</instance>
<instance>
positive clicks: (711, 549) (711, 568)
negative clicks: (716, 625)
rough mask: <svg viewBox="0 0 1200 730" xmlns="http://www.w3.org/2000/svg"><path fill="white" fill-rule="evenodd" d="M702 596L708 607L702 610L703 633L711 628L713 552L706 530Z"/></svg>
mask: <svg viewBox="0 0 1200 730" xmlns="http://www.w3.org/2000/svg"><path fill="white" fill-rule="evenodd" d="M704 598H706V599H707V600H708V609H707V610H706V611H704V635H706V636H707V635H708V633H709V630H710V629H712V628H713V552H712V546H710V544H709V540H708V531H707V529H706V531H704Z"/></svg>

= = = =

Problem details>
Recast the lines above as a two-column CSV with the header input,output. Give one row per item, with its text in the input field and its answer in the output field, each field quoted and with line breaks replaced by spaces.

Final answer>
input,output
"</instance> <instance> positive clicks: (711, 549) (711, 568) negative clicks: (716, 625) rough mask: <svg viewBox=""0 0 1200 730"" xmlns=""http://www.w3.org/2000/svg""><path fill=""white"" fill-rule=""evenodd"" d=""M702 596L708 607L702 610L703 633L711 628L713 552L706 530Z""/></svg>","mask: <svg viewBox=""0 0 1200 730"" xmlns=""http://www.w3.org/2000/svg""><path fill=""white"" fill-rule=""evenodd"" d=""M704 598H706V599H707V600H708V609H707V610H706V611H704V635H706V636H707V635H708V633H709V630H710V629H712V628H713V552H712V546H710V544H709V540H708V531H707V529H706V531H704Z""/></svg>"